DATA EXCERPTS Start Marker

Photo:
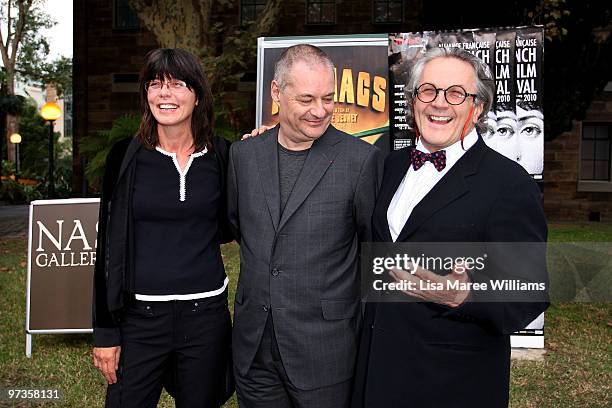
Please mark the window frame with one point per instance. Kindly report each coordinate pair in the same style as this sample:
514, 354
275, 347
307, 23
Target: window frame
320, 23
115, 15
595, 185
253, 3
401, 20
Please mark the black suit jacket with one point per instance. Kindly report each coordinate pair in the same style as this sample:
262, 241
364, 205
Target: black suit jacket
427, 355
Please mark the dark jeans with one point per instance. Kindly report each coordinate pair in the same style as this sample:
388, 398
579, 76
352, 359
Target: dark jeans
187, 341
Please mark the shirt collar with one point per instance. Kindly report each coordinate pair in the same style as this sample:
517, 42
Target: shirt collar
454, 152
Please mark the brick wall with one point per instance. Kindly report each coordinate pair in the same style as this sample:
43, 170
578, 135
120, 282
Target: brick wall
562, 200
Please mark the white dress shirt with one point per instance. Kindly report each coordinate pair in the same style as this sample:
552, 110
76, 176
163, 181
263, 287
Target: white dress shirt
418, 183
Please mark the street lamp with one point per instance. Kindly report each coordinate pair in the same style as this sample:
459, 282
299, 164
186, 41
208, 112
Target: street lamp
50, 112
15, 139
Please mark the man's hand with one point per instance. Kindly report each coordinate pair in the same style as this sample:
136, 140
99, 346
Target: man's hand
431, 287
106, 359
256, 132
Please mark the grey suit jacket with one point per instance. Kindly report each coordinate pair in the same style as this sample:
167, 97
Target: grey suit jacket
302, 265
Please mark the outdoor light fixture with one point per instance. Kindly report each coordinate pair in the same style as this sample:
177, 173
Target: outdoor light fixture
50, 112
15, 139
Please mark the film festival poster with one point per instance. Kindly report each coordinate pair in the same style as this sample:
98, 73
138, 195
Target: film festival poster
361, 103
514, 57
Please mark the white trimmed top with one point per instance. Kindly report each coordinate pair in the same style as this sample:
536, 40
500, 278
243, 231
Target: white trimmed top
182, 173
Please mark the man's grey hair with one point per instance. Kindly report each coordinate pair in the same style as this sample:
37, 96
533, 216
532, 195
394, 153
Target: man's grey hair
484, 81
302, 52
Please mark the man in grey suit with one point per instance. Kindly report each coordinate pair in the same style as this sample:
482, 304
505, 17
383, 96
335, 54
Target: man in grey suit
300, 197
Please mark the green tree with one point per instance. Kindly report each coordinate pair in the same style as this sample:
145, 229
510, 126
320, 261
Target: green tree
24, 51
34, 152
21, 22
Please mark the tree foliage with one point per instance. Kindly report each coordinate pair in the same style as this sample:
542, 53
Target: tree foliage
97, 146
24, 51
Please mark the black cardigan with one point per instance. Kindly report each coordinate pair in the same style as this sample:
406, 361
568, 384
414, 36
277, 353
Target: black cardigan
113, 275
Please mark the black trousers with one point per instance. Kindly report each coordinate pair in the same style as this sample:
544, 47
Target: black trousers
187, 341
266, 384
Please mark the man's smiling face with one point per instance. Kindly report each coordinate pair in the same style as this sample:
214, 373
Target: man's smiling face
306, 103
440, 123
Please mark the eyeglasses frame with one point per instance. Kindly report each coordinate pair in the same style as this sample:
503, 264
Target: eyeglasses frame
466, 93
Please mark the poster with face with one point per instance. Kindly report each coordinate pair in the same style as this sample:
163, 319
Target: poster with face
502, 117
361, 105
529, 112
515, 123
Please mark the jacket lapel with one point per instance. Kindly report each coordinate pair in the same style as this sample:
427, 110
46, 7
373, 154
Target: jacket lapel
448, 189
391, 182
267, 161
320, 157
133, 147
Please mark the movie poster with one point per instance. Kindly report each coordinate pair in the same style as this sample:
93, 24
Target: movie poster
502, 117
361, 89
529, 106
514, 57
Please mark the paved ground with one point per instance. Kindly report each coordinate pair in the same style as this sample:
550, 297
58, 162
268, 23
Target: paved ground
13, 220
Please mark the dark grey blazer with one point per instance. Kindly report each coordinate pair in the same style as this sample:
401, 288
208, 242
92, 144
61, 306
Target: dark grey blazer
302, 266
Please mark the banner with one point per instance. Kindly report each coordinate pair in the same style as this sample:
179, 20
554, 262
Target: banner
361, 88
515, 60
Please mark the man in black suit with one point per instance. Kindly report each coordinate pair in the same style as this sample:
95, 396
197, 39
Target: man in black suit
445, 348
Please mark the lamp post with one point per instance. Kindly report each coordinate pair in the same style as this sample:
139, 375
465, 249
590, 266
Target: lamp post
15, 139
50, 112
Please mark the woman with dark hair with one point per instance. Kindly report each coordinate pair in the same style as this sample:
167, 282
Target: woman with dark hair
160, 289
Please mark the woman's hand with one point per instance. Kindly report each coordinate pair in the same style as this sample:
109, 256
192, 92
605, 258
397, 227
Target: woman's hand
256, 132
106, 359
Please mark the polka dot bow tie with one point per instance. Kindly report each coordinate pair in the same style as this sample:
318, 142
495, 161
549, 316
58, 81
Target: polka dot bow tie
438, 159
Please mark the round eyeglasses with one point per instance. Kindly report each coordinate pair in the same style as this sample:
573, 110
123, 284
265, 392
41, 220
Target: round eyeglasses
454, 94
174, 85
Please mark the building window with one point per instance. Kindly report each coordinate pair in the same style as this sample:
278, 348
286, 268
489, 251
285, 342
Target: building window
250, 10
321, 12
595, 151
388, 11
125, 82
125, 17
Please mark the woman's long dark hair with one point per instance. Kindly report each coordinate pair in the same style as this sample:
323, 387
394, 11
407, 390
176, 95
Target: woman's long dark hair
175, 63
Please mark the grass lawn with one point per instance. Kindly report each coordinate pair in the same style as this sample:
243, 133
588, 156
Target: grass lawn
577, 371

DATA EXCERPTS End Marker
DATA EXCERPTS Start Marker

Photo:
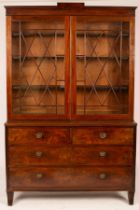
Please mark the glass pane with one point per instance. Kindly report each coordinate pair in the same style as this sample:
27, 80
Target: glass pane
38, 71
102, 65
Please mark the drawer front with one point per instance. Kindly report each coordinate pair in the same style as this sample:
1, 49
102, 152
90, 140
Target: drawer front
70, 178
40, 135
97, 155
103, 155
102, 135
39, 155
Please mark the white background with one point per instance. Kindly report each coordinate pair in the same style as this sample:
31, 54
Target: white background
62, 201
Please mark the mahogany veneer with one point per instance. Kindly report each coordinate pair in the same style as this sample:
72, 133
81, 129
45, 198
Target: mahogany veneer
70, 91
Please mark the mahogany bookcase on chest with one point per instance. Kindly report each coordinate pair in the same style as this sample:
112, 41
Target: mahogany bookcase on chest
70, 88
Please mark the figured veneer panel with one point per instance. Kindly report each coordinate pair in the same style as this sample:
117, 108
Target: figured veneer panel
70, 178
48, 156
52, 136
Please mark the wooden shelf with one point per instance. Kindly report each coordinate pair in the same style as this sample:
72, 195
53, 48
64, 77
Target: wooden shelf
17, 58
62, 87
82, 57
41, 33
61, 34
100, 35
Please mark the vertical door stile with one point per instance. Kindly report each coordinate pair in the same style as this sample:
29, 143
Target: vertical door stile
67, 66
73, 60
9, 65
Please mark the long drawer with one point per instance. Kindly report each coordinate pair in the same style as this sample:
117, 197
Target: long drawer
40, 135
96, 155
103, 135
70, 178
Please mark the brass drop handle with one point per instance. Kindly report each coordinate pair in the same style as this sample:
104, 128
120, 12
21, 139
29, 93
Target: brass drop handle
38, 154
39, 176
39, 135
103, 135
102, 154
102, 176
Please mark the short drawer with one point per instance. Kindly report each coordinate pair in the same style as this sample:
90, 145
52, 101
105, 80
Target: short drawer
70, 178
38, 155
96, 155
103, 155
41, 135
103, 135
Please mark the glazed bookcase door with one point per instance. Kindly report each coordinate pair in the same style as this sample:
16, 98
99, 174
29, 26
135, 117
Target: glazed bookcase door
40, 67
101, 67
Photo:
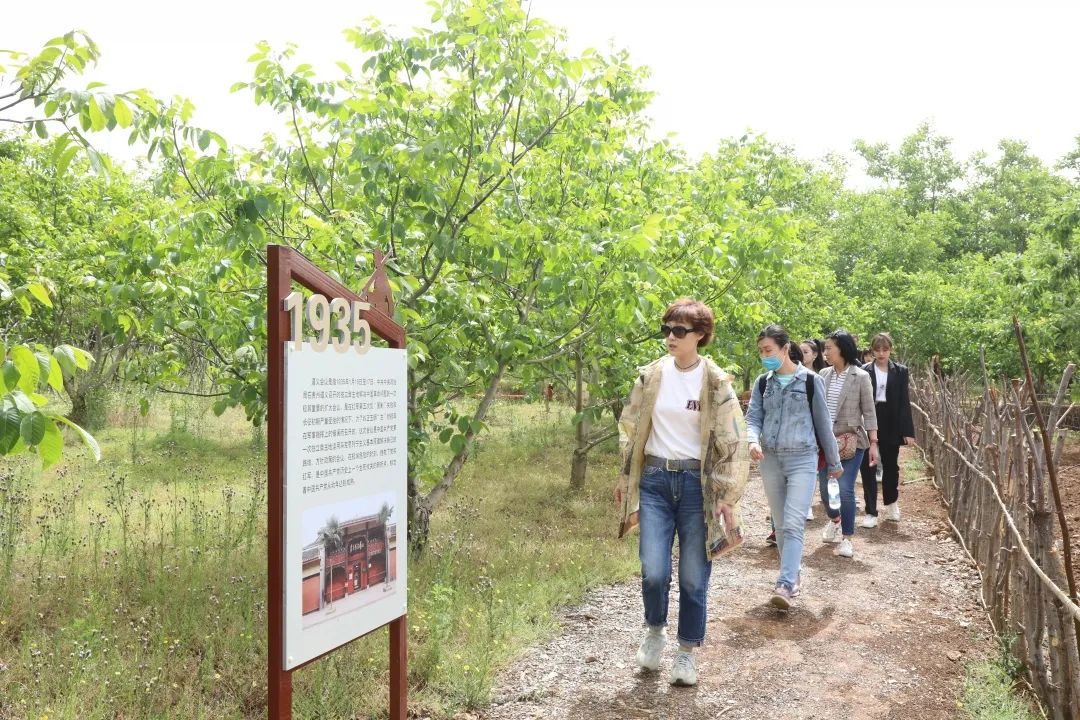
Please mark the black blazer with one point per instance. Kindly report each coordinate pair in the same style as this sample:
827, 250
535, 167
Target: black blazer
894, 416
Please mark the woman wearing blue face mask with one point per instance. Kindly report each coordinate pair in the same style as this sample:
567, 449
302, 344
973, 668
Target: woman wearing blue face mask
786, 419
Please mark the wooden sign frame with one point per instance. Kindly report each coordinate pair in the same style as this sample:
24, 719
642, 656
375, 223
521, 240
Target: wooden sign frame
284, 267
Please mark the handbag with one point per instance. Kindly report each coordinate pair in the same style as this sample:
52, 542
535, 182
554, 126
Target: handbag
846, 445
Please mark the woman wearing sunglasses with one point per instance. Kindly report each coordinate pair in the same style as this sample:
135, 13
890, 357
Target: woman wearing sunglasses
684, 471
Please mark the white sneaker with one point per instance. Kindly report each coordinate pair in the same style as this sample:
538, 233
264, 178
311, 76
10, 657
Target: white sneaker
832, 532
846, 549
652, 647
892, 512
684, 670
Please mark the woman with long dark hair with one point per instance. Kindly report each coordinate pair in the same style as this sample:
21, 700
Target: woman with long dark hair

DATA EXCERPTS End Marker

> _PROBLEM TO SOLVE_: The stretch of entries above that starts with the line containing "Please mark the white trimmed" and goes on through the line containing "Please mark the black cardigan" is to be transcribed exactly, and no other line is to be transcribed.

> _EXERCISE ANSWER_:
Please mark the white trimmed top with one point per instance. Kindly report each coordinate pair in the same style as this sample:
536, 40
500, 278
243, 231
Target: white trimmed top
182, 173
Please mark the man's grey hair with one point per instance. Kindly report each coordinate pair in the same style as this sample:
37, 96
533, 216
532, 195
394, 153
Target: man's grey hair
484, 81
302, 52
Please mark the man in grey suit with one point per instance. Kindly report each coordinate pair in the same style as this sample:
482, 304
505, 17
383, 96
335, 54
Target: man in grey suit
300, 197
Please mark the green tree with one point per instance. Kindly report each coordinate pair in the same style as this sample:
145, 229
510, 126
320, 261
Target: green tree
24, 51
34, 152
21, 22
Please mark the tree foliage with one point per instance. Kindly report each coordinate pair in the same style as this sample:
542, 53
Target: tree foliage
97, 146
24, 51
Please mark the black cardigan with one point per instance. Kindly report each coordinate pair in the same style as this sample:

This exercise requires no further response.